→ **Objective**
How many lines of the material below contain the string "bristle", with case counting? Reply with the number only.

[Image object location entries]
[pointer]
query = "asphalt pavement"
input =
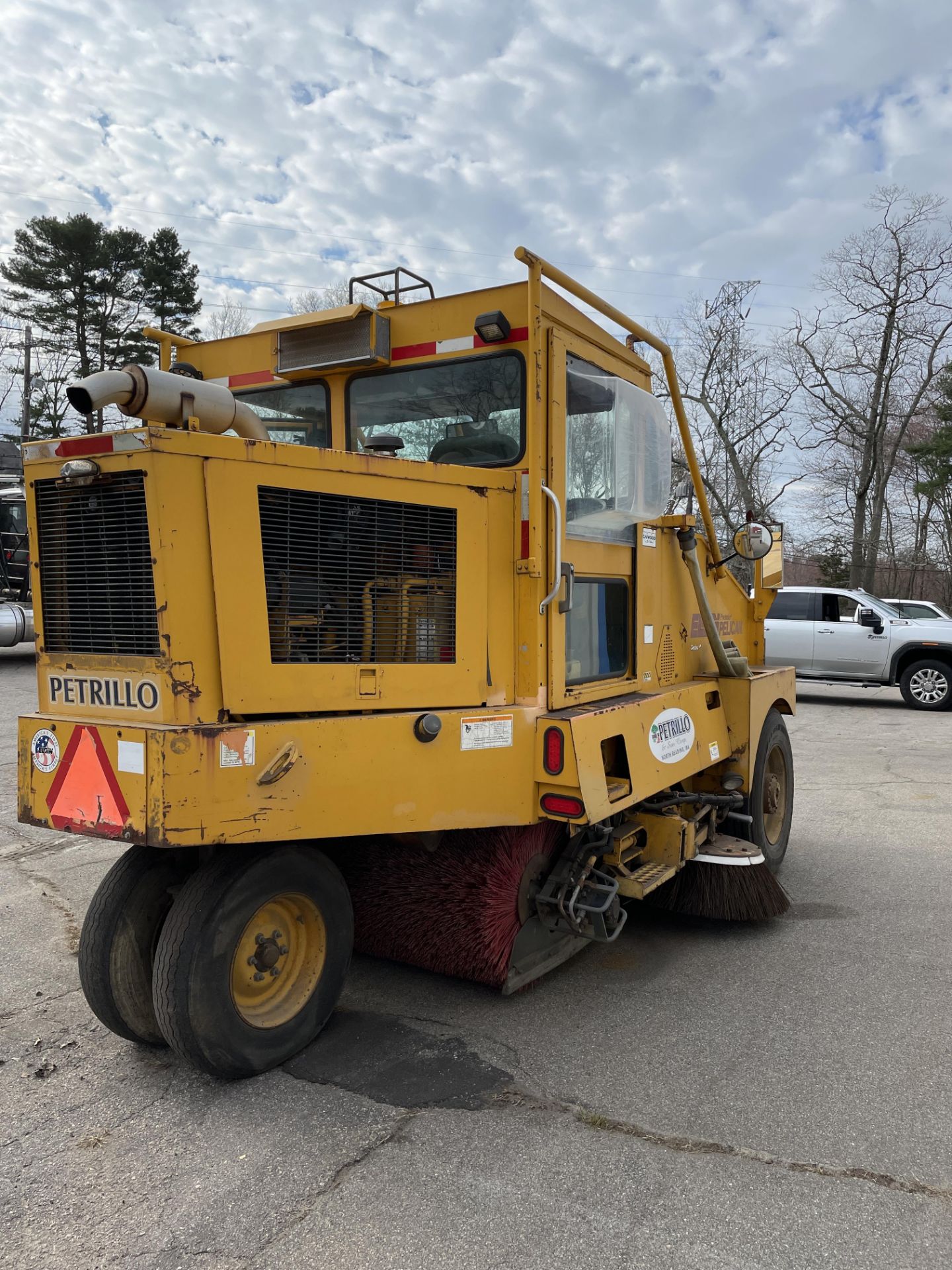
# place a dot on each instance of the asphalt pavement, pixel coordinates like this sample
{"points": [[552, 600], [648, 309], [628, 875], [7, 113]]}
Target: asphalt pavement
{"points": [[696, 1096]]}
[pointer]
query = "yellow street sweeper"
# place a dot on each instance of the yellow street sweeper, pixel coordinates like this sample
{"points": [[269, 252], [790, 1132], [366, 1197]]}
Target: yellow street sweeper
{"points": [[379, 630]]}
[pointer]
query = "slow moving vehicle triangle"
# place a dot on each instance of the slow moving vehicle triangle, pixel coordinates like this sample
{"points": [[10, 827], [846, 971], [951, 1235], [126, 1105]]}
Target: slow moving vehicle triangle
{"points": [[85, 794]]}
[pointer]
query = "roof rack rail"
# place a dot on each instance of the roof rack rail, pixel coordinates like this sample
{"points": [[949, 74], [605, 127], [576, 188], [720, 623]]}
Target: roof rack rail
{"points": [[397, 290]]}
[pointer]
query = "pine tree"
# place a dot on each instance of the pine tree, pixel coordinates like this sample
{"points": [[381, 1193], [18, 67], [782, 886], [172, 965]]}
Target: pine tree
{"points": [[92, 290], [171, 284]]}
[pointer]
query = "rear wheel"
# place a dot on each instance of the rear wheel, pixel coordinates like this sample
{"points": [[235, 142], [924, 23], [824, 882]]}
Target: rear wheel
{"points": [[927, 685], [771, 799], [252, 959], [120, 937]]}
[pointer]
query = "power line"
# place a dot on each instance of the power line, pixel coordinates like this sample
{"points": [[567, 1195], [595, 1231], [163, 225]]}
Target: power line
{"points": [[353, 238]]}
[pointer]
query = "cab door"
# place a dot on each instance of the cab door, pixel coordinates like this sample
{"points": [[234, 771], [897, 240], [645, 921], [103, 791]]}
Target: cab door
{"points": [[842, 647], [598, 470]]}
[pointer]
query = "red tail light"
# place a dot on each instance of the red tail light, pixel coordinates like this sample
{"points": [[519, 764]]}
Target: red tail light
{"points": [[560, 804], [554, 751]]}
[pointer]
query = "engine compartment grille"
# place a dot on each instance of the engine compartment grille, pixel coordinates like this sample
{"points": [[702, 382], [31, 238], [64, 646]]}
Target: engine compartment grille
{"points": [[95, 567], [357, 579]]}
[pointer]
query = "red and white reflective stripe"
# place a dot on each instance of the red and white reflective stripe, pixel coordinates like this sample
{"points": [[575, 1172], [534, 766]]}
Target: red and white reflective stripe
{"points": [[249, 380], [99, 444], [524, 513], [461, 345]]}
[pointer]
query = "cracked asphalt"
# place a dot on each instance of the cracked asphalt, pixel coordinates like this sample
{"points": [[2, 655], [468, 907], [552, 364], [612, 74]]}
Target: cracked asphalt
{"points": [[692, 1096]]}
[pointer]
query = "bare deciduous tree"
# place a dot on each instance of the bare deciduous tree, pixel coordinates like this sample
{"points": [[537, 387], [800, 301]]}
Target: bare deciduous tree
{"points": [[226, 320], [334, 296], [738, 403], [867, 359]]}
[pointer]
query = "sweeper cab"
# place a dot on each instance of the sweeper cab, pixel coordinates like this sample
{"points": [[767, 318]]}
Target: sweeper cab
{"points": [[377, 629]]}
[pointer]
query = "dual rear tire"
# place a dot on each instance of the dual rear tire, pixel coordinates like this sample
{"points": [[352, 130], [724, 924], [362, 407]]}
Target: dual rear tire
{"points": [[237, 964]]}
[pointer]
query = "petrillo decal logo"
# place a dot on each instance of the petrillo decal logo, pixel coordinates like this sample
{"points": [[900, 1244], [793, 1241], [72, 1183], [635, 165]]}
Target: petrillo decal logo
{"points": [[672, 736]]}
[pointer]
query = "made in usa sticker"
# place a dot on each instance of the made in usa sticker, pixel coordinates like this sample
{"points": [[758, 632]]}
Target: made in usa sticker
{"points": [[485, 732]]}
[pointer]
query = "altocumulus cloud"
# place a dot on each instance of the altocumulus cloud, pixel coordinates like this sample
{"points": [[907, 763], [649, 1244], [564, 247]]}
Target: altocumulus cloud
{"points": [[294, 144]]}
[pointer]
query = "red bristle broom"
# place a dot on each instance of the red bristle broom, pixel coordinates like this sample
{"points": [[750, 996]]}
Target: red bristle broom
{"points": [[455, 910]]}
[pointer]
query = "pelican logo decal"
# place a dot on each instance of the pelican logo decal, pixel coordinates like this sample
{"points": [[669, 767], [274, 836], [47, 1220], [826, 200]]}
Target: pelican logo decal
{"points": [[45, 749], [672, 736]]}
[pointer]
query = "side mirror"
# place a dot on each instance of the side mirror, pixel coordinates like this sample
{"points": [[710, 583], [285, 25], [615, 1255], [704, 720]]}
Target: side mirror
{"points": [[753, 541]]}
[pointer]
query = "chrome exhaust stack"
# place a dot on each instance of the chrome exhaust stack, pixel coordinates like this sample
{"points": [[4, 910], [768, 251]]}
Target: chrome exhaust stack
{"points": [[160, 397], [16, 625]]}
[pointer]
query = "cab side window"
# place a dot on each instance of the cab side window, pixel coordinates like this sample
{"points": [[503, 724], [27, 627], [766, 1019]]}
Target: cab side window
{"points": [[793, 606], [838, 609]]}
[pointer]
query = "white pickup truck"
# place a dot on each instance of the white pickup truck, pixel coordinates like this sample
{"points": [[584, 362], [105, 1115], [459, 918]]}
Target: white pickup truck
{"points": [[850, 636]]}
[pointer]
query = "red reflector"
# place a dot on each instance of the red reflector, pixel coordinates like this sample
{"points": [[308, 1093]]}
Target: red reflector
{"points": [[84, 446], [554, 751], [557, 804]]}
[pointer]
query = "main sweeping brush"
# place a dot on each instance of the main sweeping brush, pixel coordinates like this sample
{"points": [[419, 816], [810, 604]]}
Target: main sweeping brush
{"points": [[457, 910], [729, 883]]}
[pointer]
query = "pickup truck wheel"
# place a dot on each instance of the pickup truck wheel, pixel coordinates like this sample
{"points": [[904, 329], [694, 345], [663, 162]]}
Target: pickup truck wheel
{"points": [[927, 685], [120, 937], [252, 958], [771, 799]]}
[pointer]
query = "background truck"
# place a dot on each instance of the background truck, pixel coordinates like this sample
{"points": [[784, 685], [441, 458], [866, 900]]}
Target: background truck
{"points": [[376, 629], [833, 634]]}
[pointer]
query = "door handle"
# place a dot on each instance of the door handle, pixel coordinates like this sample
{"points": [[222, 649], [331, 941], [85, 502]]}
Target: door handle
{"points": [[568, 572], [557, 567]]}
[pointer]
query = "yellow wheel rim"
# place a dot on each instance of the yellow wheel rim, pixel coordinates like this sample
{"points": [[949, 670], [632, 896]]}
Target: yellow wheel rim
{"points": [[775, 803], [278, 960]]}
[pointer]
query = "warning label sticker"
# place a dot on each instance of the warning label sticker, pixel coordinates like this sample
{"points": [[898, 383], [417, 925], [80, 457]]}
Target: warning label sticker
{"points": [[485, 732], [238, 748], [46, 751]]}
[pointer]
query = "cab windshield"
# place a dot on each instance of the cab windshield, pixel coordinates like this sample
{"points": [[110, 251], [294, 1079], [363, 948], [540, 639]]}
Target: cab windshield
{"points": [[295, 413], [466, 412]]}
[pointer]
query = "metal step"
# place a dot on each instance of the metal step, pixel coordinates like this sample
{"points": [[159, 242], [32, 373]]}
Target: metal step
{"points": [[645, 879]]}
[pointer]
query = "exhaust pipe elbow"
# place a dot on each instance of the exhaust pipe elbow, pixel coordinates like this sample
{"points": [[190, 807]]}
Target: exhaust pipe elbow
{"points": [[104, 388], [16, 625], [145, 393]]}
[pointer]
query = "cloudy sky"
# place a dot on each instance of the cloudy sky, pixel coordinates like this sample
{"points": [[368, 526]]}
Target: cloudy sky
{"points": [[654, 148]]}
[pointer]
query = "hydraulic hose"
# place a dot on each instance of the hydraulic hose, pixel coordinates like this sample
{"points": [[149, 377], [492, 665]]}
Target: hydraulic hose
{"points": [[730, 667]]}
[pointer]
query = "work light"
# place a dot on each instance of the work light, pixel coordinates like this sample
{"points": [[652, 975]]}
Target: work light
{"points": [[493, 328]]}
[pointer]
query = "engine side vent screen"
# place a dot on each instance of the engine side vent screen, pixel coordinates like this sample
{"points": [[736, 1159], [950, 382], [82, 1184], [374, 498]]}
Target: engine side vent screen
{"points": [[95, 567], [357, 579]]}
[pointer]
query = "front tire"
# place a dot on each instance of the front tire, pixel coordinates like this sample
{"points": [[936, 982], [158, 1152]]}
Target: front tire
{"points": [[120, 937], [927, 685], [252, 959], [771, 799]]}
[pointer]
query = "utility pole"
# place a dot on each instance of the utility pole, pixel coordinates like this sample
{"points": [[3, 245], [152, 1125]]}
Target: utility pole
{"points": [[27, 378]]}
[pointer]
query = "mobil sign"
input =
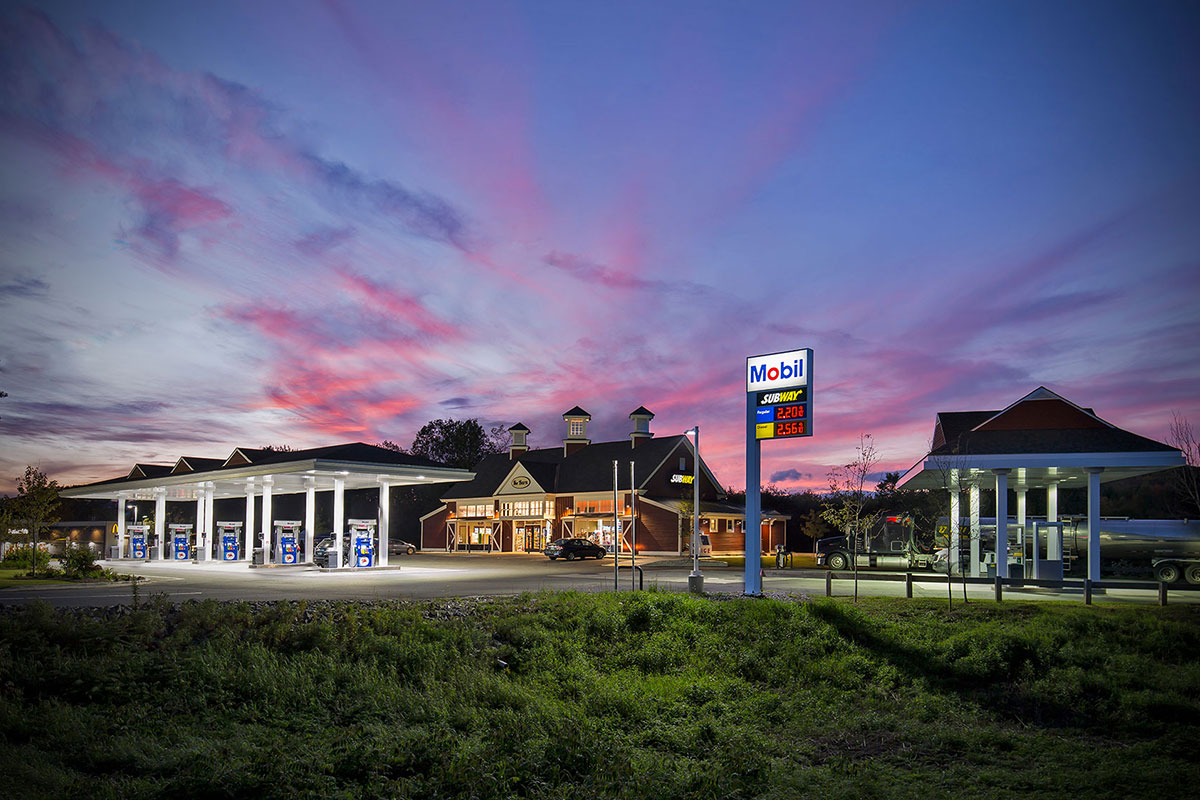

→ **Response to this exercise**
3